_Actions to take_.
a - List every phrase in the essay on young widowhood that gives a number of years, ages included.
b - Carry on the essay on young widowhood, starting after its last sentence.

At 32 years old, instead of planning my first wedding anniversary celebration, I was planning my husband’s funeral. There were no warnings, no time to say a final goodbye. One day he was here and by the following morning, he was gone.
It’s been six years since that fateful day when my world collapsed around me. Some days I marvel at the person I have become post-loss and other days I feel saddened by the person I have become as a result of widowhood. As fiercely independent as I now am, I miss the naivety of my old life, where I loved without fear and where I didn’t know the heartbreaking truth that widowhood wasn’t reserved for those in their 80s and beyond.
When my husband passed away, I knew no other young person who had lost a spouse. As much as my family – in-laws included – tried to help me deal with his death, I felt isolated. Instead of letting my grief out, I bottled it up. My shower became my escape. It was where I was able to cry and fall apart without looks of sympathy…where I didn’t have to pretend I was “okay” after burying the love of my life.
Looking back, I think that was my biggest regret: not trying harder to find a local group of young widows.
Grief is magnified when you feel alone. There is healing in know someone else can relate to your pain. I found this to be true when I eventually connected with others after almost four years of widowhood.
During a recent episode of “Iyanla, Fix My Life”, she shared this bit of advice with a young woman whose fiancé was murdered: Find a support group to help you strengthen who you are. You need to see others who have made it to the other side.

_Source data_.
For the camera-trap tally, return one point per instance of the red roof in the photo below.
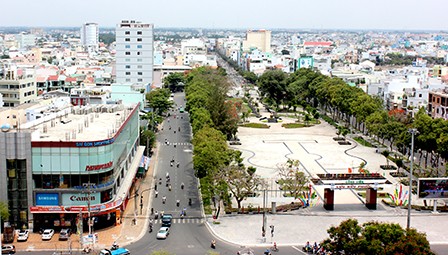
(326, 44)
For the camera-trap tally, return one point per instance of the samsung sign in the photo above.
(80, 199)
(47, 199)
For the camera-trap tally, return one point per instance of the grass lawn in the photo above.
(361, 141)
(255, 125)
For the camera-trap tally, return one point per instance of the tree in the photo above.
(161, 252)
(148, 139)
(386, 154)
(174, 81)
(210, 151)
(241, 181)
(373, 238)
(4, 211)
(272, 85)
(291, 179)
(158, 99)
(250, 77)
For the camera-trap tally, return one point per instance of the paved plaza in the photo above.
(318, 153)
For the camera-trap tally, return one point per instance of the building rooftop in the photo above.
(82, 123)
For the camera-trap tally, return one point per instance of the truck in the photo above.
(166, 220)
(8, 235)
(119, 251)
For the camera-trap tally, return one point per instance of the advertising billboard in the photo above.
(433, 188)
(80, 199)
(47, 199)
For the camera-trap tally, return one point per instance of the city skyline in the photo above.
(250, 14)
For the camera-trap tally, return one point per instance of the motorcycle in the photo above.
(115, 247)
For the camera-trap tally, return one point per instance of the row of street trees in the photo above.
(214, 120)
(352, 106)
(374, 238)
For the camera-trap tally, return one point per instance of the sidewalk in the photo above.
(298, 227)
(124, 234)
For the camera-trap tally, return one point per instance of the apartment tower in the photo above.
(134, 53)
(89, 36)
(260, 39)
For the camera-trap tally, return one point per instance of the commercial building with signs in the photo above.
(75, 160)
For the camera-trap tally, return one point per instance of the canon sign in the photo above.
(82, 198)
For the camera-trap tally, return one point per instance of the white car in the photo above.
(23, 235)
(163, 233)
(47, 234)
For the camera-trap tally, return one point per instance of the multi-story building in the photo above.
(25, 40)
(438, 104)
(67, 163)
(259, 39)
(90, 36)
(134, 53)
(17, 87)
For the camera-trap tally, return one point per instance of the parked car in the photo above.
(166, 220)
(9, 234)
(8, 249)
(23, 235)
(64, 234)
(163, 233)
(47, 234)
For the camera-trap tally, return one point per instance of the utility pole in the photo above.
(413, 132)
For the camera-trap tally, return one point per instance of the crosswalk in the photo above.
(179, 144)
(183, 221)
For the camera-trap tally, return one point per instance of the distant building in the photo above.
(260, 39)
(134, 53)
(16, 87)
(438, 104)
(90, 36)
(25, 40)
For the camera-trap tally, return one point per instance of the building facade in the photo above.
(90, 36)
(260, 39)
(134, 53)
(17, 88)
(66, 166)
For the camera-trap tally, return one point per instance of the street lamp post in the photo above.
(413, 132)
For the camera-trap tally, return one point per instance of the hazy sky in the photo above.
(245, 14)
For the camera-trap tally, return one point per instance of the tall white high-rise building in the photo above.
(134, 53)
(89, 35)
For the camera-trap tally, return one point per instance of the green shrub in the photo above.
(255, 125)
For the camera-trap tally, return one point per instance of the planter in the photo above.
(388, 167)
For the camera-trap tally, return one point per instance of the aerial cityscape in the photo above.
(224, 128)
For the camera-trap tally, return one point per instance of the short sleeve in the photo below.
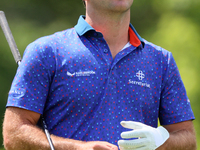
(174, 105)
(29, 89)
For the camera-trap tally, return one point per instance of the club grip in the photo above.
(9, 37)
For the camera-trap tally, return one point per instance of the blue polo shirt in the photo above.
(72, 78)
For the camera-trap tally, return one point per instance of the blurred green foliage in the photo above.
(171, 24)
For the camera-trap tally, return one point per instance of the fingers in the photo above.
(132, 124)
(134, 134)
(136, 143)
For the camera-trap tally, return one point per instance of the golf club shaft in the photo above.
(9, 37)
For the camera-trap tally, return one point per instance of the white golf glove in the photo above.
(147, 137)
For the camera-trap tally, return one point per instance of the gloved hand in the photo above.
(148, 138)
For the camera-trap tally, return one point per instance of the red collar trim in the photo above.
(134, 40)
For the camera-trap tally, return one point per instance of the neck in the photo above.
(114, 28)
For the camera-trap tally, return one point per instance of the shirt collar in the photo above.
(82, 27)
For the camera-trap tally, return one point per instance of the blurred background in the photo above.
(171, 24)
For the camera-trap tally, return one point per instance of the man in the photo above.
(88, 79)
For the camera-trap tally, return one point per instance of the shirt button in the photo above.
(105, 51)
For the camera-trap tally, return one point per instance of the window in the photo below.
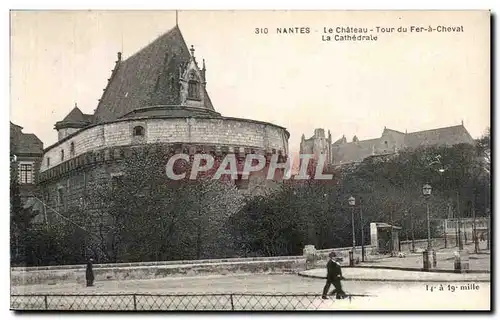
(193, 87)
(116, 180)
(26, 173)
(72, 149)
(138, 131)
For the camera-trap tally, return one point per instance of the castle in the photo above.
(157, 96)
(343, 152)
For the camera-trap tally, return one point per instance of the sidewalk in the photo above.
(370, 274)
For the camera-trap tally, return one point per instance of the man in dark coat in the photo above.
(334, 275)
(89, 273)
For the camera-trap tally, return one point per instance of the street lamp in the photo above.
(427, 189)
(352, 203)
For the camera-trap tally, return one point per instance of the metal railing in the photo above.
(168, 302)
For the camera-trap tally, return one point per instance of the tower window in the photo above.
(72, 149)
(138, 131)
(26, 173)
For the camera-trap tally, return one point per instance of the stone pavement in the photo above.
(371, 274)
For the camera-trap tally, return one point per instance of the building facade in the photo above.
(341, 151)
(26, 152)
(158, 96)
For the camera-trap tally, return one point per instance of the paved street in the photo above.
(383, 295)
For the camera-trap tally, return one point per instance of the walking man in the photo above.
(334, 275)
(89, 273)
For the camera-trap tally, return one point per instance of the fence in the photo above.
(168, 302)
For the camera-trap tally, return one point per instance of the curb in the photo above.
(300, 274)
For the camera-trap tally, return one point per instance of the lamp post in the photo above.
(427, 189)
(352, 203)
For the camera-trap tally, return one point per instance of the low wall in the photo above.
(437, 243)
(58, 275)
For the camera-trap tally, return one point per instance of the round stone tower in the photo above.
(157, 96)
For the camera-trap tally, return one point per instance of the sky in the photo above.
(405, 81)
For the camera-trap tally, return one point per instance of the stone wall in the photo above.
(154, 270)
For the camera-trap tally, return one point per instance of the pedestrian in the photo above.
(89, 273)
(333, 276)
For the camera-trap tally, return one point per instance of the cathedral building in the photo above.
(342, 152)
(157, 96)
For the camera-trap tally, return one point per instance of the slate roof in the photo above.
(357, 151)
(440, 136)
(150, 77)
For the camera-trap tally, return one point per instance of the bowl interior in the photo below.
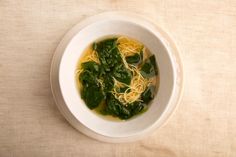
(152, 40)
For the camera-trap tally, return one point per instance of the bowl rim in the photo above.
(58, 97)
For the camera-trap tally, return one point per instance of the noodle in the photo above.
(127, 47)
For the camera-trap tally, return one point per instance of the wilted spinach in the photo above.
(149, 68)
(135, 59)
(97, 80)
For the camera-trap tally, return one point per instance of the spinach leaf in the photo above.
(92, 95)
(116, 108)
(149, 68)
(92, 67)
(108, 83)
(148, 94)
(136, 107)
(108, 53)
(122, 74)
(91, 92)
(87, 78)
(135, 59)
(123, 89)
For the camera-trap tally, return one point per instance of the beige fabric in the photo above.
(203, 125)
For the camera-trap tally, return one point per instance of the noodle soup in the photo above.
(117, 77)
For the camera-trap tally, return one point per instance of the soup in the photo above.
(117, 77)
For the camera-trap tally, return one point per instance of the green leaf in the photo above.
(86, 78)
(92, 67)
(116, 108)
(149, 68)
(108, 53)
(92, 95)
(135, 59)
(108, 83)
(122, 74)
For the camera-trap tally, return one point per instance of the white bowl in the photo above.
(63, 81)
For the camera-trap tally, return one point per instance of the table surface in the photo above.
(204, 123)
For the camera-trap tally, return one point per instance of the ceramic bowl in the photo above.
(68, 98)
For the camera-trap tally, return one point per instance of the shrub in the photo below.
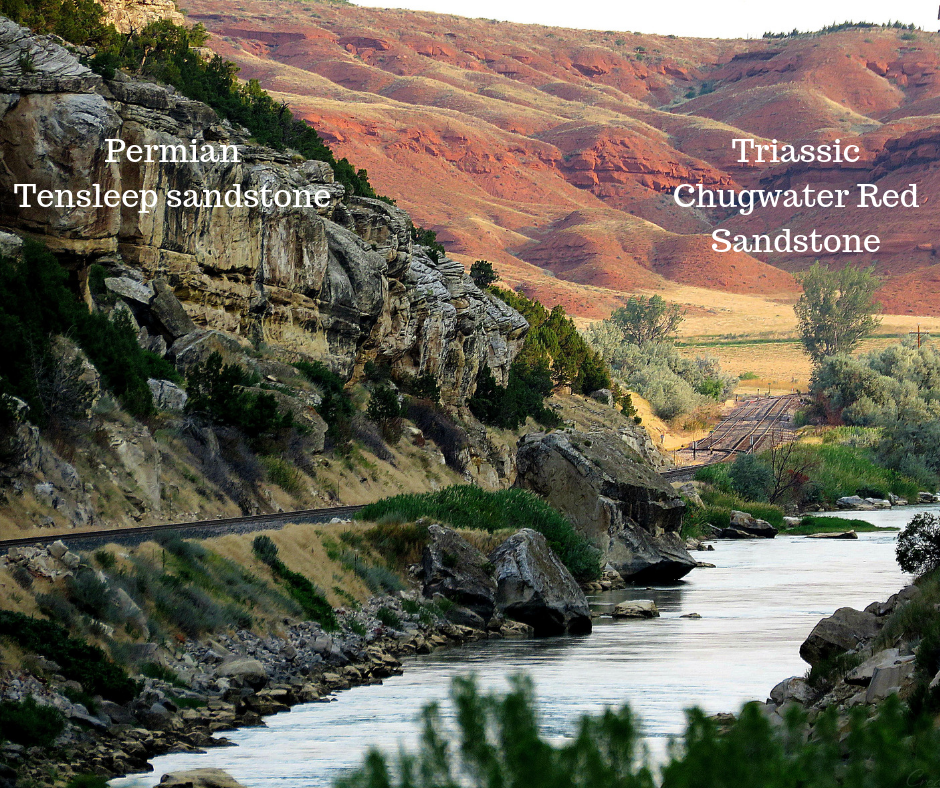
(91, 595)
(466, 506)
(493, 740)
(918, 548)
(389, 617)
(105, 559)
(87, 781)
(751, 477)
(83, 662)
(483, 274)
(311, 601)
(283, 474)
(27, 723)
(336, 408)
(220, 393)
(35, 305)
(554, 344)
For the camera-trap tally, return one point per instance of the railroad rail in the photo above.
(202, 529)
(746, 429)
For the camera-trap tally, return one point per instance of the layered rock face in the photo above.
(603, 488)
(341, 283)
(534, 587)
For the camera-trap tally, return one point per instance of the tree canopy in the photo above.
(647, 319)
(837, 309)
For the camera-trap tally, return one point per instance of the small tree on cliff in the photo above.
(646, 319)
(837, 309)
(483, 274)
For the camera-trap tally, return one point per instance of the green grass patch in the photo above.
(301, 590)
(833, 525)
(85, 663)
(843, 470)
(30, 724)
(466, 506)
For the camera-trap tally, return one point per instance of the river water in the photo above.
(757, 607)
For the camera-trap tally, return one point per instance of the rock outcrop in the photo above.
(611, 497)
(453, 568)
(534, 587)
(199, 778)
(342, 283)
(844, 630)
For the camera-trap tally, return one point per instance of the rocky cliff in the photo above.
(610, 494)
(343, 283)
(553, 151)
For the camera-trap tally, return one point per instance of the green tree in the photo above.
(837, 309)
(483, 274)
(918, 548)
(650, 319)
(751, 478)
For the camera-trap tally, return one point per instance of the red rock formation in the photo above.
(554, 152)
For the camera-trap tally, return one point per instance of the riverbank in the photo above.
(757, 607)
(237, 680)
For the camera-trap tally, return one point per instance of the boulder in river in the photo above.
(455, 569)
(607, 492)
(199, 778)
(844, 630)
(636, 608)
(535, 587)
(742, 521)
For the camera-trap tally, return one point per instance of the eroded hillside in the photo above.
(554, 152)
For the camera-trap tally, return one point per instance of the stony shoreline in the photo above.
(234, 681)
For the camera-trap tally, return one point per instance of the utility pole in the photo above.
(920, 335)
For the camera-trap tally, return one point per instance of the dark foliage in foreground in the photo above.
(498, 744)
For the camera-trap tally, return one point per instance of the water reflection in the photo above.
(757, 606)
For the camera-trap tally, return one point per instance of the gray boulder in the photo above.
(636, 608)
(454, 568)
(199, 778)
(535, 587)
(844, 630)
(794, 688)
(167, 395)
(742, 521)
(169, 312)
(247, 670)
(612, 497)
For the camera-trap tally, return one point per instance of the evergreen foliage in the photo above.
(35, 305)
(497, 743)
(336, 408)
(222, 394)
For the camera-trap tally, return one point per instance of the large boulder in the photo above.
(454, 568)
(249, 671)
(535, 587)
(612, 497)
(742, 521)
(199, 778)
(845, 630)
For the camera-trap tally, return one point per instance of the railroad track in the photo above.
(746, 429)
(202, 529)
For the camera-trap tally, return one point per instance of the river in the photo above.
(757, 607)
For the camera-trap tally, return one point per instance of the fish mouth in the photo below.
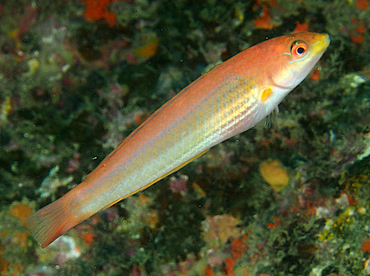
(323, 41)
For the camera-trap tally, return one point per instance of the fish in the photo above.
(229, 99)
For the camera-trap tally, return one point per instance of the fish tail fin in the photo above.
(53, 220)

_Task answers_.
a -
- "32 years old"
- "six years"
- "in their 80s"
- "almost four years"

b -
She went on to tell the unwedded widow that “feelings buried alive do not die. They get trapped in our bodies where they fester and destroy us from the inside out. We have to release our hurt, pain, and trauma.”
It wasn’t until I found an online group of young widows that I begin to let go of the raw emotions tied to my husband’s death. I encourage every person dealing with a loss to find their tribe. Find a support group of people who “get it”. Try to meet up with those in your vicinity. No matter how unique your situation, I find there is always someone who can validate your feelings, helping you feel less alone. I see it time after time in the widow groups I’m in.
I recall a widow who posted about conflicting feelings due to her husband’s suicide and felt she didn’t quite fit the stereotype of a “grieving widow”. And, within minutes, the thread was filled with other members sharing stories of their husband who an abusive partner, adulterer, alcoholic, drug abuser, etc. It only takes one person sharing his/her story to make you feel “normal”.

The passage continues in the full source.